Return every one of the records below word for word, leaving the pictures out.

######

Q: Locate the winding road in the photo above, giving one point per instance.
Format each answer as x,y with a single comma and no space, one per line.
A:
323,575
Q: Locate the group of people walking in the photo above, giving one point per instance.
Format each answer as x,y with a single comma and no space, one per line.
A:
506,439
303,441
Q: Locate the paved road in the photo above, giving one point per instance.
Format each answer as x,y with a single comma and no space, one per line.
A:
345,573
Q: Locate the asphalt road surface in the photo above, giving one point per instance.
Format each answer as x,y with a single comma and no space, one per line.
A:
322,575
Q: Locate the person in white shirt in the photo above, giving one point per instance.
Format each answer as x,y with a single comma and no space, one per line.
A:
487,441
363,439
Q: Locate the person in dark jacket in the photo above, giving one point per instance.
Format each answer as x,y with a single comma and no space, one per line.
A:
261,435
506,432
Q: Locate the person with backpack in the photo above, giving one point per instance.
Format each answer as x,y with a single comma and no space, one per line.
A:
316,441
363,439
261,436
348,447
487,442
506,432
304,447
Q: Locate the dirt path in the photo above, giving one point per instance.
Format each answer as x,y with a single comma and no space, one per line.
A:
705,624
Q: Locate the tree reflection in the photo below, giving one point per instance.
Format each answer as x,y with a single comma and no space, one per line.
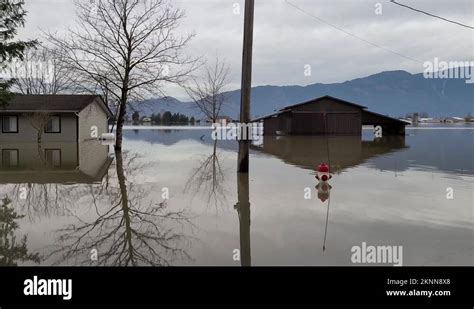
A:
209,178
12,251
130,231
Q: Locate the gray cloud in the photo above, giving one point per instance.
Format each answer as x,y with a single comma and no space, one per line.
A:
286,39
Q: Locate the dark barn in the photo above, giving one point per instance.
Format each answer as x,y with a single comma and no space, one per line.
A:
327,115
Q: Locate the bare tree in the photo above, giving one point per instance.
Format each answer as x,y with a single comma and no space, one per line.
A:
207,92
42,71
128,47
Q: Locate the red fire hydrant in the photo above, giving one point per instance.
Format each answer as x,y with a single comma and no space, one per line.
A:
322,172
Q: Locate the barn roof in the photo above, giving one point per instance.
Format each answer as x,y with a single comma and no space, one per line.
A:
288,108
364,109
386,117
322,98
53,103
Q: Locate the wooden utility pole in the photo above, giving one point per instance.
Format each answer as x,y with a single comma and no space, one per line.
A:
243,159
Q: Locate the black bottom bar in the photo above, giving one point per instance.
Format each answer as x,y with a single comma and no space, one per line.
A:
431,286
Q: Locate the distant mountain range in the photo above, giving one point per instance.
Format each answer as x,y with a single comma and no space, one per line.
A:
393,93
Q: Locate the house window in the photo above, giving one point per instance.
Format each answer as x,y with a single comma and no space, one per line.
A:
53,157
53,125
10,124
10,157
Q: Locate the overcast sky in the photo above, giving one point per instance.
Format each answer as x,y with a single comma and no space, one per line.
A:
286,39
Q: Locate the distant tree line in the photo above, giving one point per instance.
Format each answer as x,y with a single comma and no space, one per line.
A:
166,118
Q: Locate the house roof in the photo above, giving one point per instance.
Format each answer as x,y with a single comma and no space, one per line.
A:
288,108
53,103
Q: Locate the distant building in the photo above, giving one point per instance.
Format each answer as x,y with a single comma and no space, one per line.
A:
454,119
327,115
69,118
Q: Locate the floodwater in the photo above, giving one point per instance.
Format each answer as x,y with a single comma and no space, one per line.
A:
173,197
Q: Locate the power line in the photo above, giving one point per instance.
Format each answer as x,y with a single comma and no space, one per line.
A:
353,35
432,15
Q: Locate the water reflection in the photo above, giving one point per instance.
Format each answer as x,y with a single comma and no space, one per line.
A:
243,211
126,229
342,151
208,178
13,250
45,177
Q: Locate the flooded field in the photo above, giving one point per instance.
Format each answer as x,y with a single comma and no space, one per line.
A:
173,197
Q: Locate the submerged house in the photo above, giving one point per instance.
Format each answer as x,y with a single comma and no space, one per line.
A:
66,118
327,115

######

EXERCISE RESPONSE
Q: Locate the winding road in the photo above, giving one point per instance.
Format each answer as x,y with a single comma and no space, one per line.
A:
323,575
Q: Locate the group of people walking in the photo above, giving one point per instance.
Format each answer as x,y with a single comma and no space, one per line.
A:
506,439
303,441
Q: Locate the paved road in the photo above, giving one point per instance.
Format each answer as x,y with a single comma and no space, one per line.
A:
345,573
Q: Locate the asphalt road surface in the photo above, giving one point per instance.
Format each answer as x,y with a single comma and no space, one per line.
A:
322,575
Q: Locate the person in white shirt in the photo above, giving one point per instance.
Format each answer as x,y with a single comma and no space, one per line.
A:
487,441
363,439
Q: Locate the person in dark jacket in the photo above, giving one point per instance.
Format each answer as x,y with a single comma and no space, one per line.
A:
261,435
506,432
Q: Locate the person with backpack in the photo above, giving one point per instance.
Format each answer as x,y with a single comma and no space, one per line.
A:
316,441
363,439
261,436
348,447
487,442
506,432
304,447
Q: Locate the dirt path in the photo above, giving one point per instance.
Format each answer as x,y with a single comma and no space, one per line.
A:
705,624
Q: Locate the tree reflection in the photo below, giving one point per instance.
Format each answer as x,y with a single comma and no space, one per line.
A:
209,178
12,251
130,231
Q: Locate the gray cloud in the photo above, giving one point per instance.
Format each answer as x,y with a single comma and no space, one per line.
A:
286,39
Q: Locate the dark barn in the photo above, giving one point per instance.
Format each answer as x,y with a single comma and no space, one per line.
A:
327,115
Q: Locate the bare tree in the photo above, giving one point per instance.
Format each answer as x,y with a single comma and no space, one per line.
A:
207,92
42,71
128,47
Q: Locate the red fire hydrant in the photo above, giving one point per instance.
Format each answer as x,y with a single comma and no space, one per line.
A:
322,172
Q: Locate the barn roof in the photo above, giving one point per instance.
Format each answer as x,y with a single comma and no space, one per line.
A:
288,108
364,109
386,117
322,98
53,103
Q: Locate the wooden utility pole in the photo above, giving one point per instance.
Format each answer as x,y with a single comma and no space, one per line.
A:
243,159
Q: Locate the black bottom bar in the photo above, giving one point per instance.
Format each answer as x,y with a single comma and no space, one per line.
A:
431,286
Q: Locate the distant mountain range in the photo above, giving one point per instance.
Format each answer as x,y with a single comma and no space, one per line.
A:
393,93
Q: Locate the house window in the photo above, giving one point per instance.
Format each answer as x,y with a single comma and no space, one per line.
A:
53,157
53,125
10,124
10,157
Q: Locate the overcast sky in the photo above, giving one point per instance.
Format each answer as x,y with a single comma and no space, one per line.
A:
286,39
Q: Locate the distant tree line in the photo above, giving one point per instance.
Format each answer as x,y with a single comma and no space, one per line.
A:
166,118
Q: Locate the house roof in the photo above, giving one point per instance.
Format each answer as x,y with a single comma and no space, one per line.
A:
288,108
53,103
Q: Locate the distant building in the photo above, giving one point per instance.
Format each answer as x,y with a single comma and no space, one per line.
A:
454,119
327,115
69,118
Q: Locate the floodwater in the photo above, giving one point per instance.
Format each answer as x,y with a single comma and no space, one per line.
A:
173,197
Q: Locate the power line in the photo above, giving one point per instance.
Format each answer as x,y with a single comma and no space, one per line.
A:
353,35
432,15
Q: Locate the water reflection in the photo above, giving one point per instance.
Format each answer as x,y with a single comma and no space, one per line.
A:
243,211
126,229
342,151
208,178
13,250
45,177
Q: Locate the flooded field in the photo above, giving one point per instance.
Format each answer as x,y with a single comma and no space, one per line.
A:
173,197
Q: Locate the submerged house in the photo above, giving one point per instance.
Format each answer as x,y with a single comma and no space, one per line.
A:
66,118
327,115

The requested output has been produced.